[[ Given data open ]]
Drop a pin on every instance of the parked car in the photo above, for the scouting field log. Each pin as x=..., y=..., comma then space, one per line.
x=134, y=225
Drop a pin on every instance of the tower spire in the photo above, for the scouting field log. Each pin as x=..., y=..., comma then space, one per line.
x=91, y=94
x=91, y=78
[[ Given data closed ]]
> _Task goal_:
Return precisely the lines of the records, starting with the line that holds "Drop a pin on every instance of the tower" and ending with the last one.

> _Finished exercise_:
Drop a pin on every instance of the tower spire in the photo above, for the scouting field log. Each pin as x=..., y=..., comma then space, one per line.
x=91, y=94
x=91, y=78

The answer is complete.